━━ Extracted records
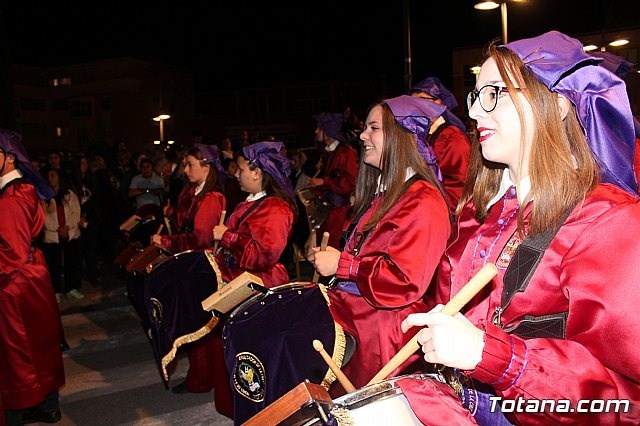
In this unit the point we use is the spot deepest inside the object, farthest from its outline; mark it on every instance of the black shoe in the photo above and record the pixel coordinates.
(35, 416)
(181, 388)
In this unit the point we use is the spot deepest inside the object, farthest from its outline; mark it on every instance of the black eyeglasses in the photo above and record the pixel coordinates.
(487, 95)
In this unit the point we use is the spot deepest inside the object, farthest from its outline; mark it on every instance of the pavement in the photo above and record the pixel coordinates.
(112, 377)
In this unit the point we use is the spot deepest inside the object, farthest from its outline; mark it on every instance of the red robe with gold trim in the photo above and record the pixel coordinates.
(30, 327)
(392, 270)
(591, 271)
(257, 242)
(204, 215)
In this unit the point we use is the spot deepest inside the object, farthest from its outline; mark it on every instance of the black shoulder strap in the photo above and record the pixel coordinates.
(525, 261)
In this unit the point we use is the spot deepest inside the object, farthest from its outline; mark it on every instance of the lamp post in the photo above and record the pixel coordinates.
(160, 119)
(489, 5)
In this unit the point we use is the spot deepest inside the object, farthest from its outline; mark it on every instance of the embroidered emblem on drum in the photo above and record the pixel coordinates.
(508, 251)
(156, 311)
(249, 377)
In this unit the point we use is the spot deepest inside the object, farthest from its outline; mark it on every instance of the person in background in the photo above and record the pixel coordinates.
(257, 231)
(448, 138)
(232, 190)
(399, 211)
(30, 342)
(200, 215)
(147, 187)
(338, 181)
(551, 181)
(61, 238)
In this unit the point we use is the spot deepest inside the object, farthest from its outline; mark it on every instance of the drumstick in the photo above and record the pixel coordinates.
(466, 293)
(323, 247)
(344, 381)
(221, 222)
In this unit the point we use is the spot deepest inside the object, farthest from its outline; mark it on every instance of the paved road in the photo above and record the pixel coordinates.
(111, 374)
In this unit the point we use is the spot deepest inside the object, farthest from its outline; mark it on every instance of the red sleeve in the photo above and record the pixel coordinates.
(15, 236)
(262, 236)
(340, 175)
(396, 263)
(207, 216)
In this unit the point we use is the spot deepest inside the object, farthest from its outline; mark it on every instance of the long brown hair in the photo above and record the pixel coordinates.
(399, 153)
(562, 168)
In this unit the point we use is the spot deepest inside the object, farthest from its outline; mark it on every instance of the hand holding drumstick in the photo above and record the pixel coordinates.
(457, 343)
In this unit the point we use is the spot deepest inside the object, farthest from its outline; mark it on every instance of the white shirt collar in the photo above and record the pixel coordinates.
(522, 190)
(254, 197)
(332, 147)
(381, 188)
(200, 187)
(12, 175)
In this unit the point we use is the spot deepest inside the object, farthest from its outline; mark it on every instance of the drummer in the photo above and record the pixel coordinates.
(395, 238)
(203, 211)
(554, 161)
(257, 232)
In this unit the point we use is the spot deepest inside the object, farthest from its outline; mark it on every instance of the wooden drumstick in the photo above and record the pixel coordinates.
(221, 222)
(344, 381)
(323, 247)
(466, 293)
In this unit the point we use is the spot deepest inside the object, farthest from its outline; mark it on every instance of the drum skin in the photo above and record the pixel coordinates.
(269, 345)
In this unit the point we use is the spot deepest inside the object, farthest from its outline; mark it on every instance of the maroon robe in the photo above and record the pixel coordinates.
(392, 271)
(339, 178)
(590, 271)
(203, 215)
(453, 150)
(30, 357)
(257, 242)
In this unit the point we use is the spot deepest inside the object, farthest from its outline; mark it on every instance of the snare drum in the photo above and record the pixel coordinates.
(269, 345)
(381, 404)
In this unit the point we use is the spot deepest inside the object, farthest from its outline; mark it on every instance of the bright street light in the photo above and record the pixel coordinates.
(160, 119)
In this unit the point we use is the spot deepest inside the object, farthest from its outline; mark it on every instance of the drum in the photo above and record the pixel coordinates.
(172, 295)
(381, 404)
(269, 345)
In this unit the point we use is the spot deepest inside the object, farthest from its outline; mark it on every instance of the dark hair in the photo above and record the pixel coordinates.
(212, 182)
(399, 153)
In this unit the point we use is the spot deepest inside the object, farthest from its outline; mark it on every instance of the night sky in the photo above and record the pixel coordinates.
(251, 43)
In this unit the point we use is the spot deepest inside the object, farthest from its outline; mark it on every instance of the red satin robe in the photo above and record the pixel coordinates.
(339, 177)
(257, 242)
(392, 270)
(204, 215)
(31, 331)
(453, 150)
(589, 270)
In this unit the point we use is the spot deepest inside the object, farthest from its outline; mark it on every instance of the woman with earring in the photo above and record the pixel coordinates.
(257, 232)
━━━━
Output exactly the lines above, from the one holding "the drum in" through the end of the data, including the first and last.

Worked solution:
In this unit the point we use is the spot deepest inside the object, farthest from its outline; mark it on every instance of the drum in the photo above and record the pixel coordinates.
(172, 295)
(381, 404)
(269, 345)
In this unit the point we use is the spot deepest inside the object, farthest from its outline; mark it on every instance of the dark hair in the photo above and record the pixel coordinates.
(212, 182)
(399, 153)
In this unit the point we use is the spot deepest inside the object, farthest from its outline; mark it on every instance of the night sky in the photo above and record the pixel coordinates.
(251, 43)
In this unit the point we use is the spot deepest inside the object, farthest from its outline; mark it on every instance of the red satin robe in the photo above and record the pixel coordinates.
(339, 177)
(257, 242)
(392, 270)
(204, 215)
(31, 331)
(453, 150)
(589, 270)
In this unit the point we use is the spot deepest inside the object, farthest from its outline; mark it on every instance of the woman with earring in the photo above and record the pixel coordinates.
(257, 232)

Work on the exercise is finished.